Report how many lines of the records include the word "fallen", giving only the number.
— start —
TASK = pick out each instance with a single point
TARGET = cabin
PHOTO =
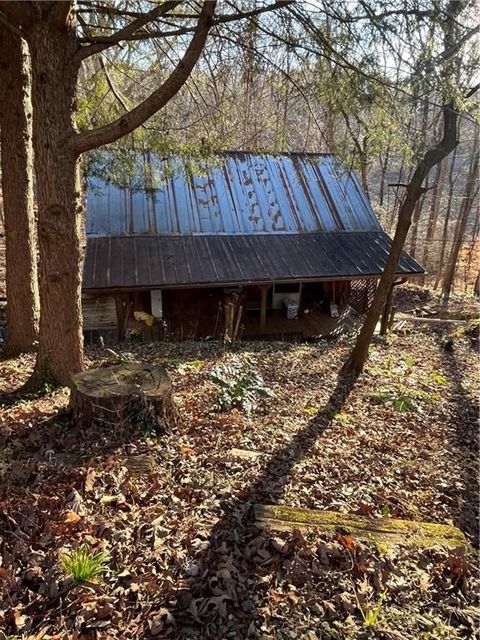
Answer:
(239, 245)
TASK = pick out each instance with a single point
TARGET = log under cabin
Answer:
(240, 245)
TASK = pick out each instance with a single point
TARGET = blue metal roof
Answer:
(235, 193)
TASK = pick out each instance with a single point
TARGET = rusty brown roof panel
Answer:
(182, 261)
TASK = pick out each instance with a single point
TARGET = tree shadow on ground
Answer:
(226, 564)
(464, 418)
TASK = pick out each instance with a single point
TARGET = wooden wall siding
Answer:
(99, 311)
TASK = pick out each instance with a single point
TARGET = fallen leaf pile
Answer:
(173, 511)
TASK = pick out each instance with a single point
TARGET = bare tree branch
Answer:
(106, 41)
(137, 116)
(128, 31)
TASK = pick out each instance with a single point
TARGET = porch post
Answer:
(386, 313)
(263, 305)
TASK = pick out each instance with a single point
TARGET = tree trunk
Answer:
(17, 188)
(443, 249)
(124, 396)
(354, 365)
(469, 196)
(433, 216)
(414, 190)
(60, 208)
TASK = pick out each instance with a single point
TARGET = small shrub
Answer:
(240, 384)
(402, 400)
(371, 616)
(84, 564)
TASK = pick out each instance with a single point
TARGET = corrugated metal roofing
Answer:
(234, 193)
(167, 261)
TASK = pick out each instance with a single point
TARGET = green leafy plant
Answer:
(437, 378)
(240, 384)
(84, 564)
(371, 616)
(403, 399)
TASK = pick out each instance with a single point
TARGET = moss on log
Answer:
(125, 395)
(419, 534)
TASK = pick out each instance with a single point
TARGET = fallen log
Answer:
(407, 532)
(124, 395)
(423, 320)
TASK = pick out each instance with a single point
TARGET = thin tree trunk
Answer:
(60, 206)
(419, 204)
(433, 216)
(17, 187)
(354, 365)
(469, 196)
(443, 249)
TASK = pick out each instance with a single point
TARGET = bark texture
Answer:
(414, 191)
(17, 188)
(60, 209)
(469, 196)
(124, 396)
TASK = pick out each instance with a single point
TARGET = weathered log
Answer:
(124, 395)
(406, 532)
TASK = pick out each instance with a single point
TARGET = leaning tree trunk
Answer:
(469, 196)
(414, 190)
(60, 208)
(17, 188)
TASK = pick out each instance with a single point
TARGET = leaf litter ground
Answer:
(173, 511)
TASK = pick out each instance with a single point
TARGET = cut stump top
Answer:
(126, 379)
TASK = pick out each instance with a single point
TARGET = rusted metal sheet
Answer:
(181, 261)
(233, 193)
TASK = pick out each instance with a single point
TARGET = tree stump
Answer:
(124, 396)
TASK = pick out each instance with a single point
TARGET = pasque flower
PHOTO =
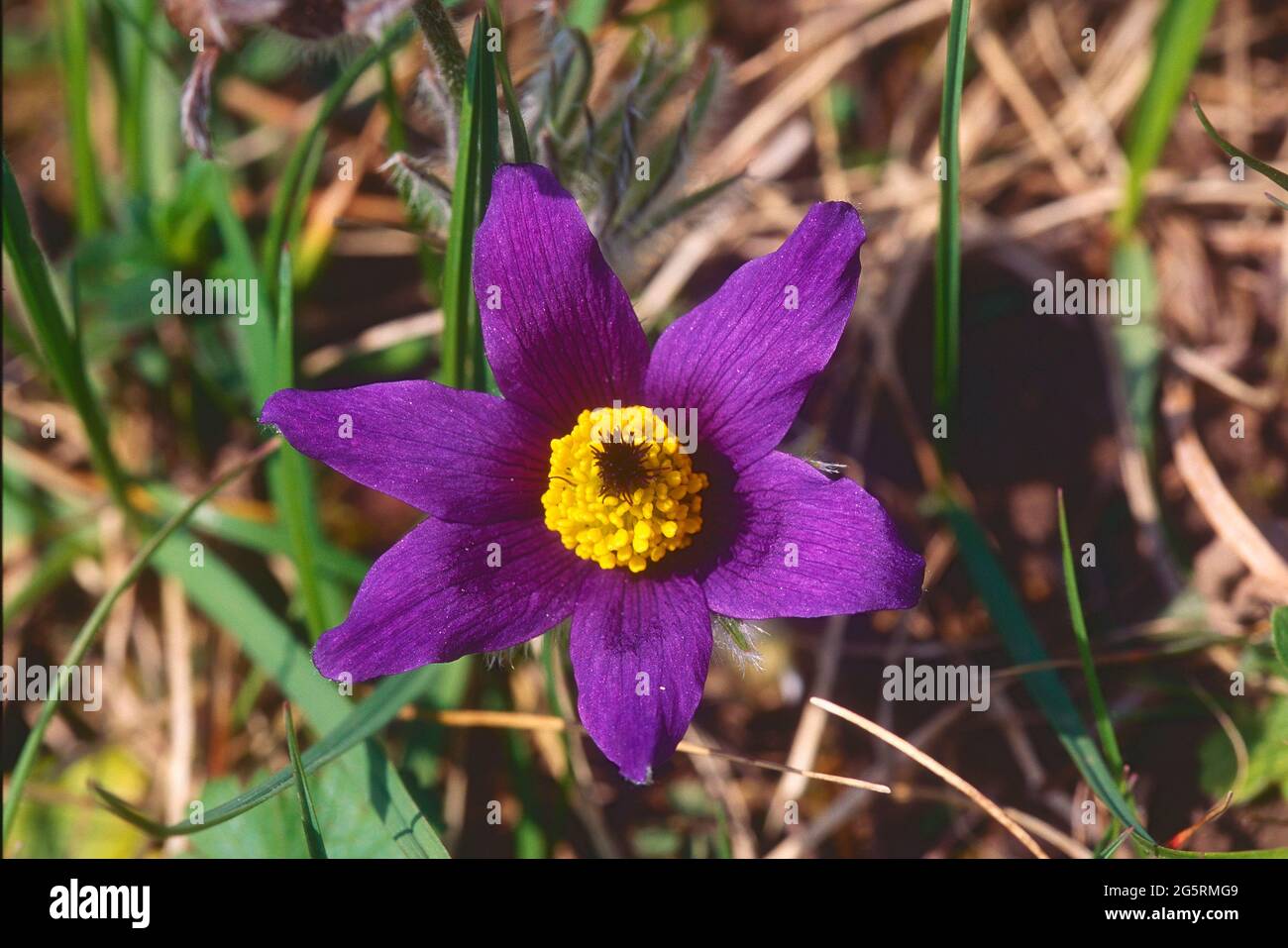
— end —
_ANSWER BELOW_
2